● Provided records
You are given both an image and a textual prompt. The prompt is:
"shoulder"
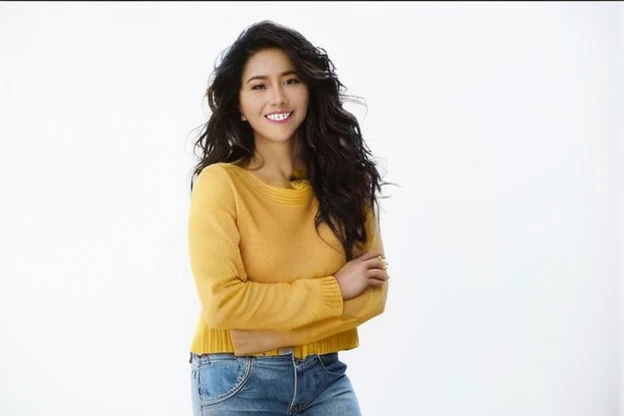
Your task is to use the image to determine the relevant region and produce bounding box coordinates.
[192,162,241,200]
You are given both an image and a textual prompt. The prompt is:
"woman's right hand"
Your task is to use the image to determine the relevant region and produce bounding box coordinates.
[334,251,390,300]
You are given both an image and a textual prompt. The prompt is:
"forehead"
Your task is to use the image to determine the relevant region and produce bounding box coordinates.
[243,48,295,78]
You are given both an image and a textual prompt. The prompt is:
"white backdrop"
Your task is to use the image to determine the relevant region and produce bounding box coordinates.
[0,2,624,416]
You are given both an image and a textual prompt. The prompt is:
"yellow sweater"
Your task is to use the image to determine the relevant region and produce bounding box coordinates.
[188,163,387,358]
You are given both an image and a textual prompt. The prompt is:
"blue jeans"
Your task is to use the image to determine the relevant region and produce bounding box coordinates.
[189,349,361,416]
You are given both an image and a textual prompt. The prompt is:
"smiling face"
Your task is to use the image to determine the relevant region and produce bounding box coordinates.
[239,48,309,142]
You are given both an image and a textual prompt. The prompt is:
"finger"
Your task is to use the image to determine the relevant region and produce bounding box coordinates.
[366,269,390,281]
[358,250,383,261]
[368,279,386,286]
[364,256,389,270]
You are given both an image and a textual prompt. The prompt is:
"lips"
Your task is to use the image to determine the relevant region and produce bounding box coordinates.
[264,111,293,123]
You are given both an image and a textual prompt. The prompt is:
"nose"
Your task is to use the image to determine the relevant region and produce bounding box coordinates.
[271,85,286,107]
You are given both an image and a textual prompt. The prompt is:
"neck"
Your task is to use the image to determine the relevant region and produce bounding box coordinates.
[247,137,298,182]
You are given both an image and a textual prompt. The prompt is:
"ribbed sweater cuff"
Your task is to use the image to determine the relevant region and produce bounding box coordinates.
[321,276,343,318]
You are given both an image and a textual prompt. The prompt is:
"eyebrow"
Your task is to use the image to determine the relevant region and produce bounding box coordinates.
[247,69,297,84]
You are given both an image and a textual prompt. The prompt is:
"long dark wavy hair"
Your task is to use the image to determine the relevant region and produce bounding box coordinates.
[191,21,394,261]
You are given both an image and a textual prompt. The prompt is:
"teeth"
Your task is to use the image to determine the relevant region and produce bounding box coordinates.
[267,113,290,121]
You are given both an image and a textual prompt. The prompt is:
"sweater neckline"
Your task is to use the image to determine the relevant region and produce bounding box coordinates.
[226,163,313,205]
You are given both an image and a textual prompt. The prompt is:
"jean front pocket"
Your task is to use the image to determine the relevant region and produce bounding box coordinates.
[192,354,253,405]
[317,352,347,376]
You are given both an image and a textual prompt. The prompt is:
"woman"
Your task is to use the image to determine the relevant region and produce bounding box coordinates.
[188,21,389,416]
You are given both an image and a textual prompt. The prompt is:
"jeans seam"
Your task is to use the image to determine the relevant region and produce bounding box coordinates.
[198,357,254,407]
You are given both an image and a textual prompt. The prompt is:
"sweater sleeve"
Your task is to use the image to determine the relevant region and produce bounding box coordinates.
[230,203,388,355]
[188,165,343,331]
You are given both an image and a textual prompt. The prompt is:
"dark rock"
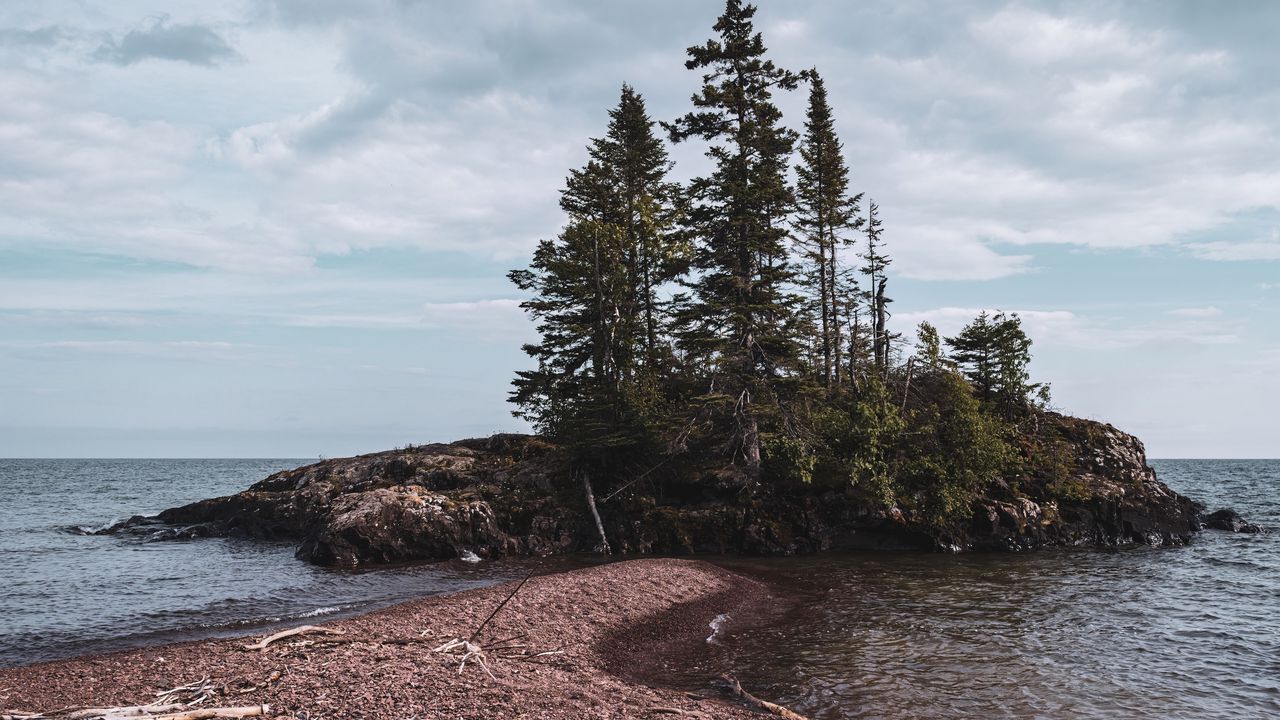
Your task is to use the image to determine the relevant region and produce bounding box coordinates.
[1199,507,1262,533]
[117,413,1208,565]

● Set exercise
From the start of the rows through the line containing "[189,349,361,416]", write out every line again, requests included, multiplying each bounding box coordinate in the answers by 0.6 and rounding to whole numbers, with halves rounded up. Leave the pictures out.

● Complete response
You are given both an image and a textual prompt. The prompt is:
"shoulder"
Your task is to use the image to determine the relevant region and produce bounding box coordinates.
[115,97,145,120]
You are given both an image and a textual prompt. The prompt is:
"woman's right hand"
Your task is to use the image to determine the relevant region and produce bounding box coordinates.
[200,151,234,180]
You are given both an image and a textual prompt. The prompt is:
"forehead"
Your task is to use the image to determine the relevant region and produce bounding box coordinates.
[146,29,177,47]
You are given both an image and a textual prompt. The prompt is:
"white backdrop"
Your task is to use the image to determine the relevant region and produce bounding box coordinates.
[0,1,374,250]
You are given both an image and a textual prompt. The prompt is:
"yellow sweater"
Your task is to use the image to determine the relevant region and produce bounding box coordinates.
[113,98,232,215]
You are given both an image and a textual prompt. The prompt is:
"blue jeans"
Your task is to use the image to determine the relevant region and produce bounding box coordinates.
[113,209,217,250]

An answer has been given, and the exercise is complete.